=== PROVIDED ENTRIES ===

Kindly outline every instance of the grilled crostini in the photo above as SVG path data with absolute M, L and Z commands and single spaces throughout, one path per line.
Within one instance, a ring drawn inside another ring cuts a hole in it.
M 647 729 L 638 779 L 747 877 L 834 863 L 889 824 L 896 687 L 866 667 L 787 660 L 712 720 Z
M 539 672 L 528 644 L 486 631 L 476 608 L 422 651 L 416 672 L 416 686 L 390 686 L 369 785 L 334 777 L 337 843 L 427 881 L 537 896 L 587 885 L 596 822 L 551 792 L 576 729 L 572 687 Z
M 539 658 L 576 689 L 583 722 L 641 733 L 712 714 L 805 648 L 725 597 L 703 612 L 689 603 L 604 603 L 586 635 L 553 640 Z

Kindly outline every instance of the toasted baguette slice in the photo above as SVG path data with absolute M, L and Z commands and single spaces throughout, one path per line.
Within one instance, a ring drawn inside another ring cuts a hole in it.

===
=== PROVIDED ENTRIES ===

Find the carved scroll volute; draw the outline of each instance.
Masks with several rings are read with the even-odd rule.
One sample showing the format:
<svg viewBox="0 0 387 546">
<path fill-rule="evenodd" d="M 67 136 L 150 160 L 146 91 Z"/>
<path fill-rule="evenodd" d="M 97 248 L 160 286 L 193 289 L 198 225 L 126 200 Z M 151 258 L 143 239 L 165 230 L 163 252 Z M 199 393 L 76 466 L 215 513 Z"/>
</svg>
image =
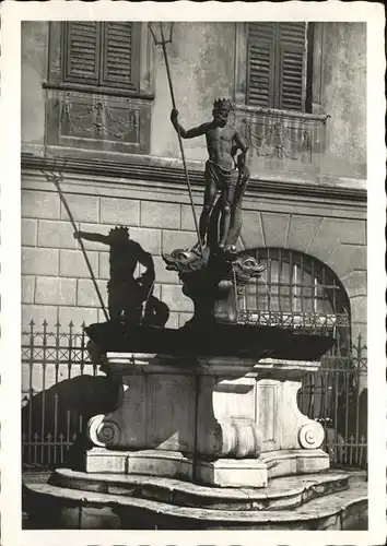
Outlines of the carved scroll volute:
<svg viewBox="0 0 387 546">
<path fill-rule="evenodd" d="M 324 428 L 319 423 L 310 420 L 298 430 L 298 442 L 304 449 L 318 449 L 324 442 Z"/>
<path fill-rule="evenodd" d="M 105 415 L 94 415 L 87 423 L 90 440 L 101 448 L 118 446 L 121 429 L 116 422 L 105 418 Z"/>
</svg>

===
=== PROVIDED ENTRIES ===

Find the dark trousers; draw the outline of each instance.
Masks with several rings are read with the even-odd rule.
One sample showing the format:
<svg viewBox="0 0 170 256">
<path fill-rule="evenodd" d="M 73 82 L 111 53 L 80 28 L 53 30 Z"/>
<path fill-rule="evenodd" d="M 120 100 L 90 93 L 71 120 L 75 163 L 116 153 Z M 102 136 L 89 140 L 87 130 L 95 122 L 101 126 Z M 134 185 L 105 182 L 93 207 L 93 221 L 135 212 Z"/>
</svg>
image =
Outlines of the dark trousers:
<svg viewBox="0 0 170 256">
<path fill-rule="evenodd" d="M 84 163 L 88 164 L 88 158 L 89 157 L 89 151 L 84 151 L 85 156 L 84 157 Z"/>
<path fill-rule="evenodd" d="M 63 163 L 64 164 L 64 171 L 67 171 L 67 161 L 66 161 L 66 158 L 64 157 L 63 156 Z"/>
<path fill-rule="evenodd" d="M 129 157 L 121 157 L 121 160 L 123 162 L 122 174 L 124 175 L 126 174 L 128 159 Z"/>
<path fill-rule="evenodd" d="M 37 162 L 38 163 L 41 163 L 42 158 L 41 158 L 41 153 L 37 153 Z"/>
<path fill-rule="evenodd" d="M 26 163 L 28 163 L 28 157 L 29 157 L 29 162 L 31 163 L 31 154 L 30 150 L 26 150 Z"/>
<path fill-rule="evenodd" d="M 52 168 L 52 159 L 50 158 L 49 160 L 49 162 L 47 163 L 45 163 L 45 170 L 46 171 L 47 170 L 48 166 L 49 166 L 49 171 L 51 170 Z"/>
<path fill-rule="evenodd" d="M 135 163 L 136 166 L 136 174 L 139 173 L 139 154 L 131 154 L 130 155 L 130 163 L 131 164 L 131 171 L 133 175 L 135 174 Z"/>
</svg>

===

## [THE EXERCISE]
Pick out and copy every line of the rows above that contains the string "dark". Uppercase and lowercase count as different.

## [TASK OUTPUT]
Find the dark trousers; draw the outline of each instance.
Outlines of the dark trousers:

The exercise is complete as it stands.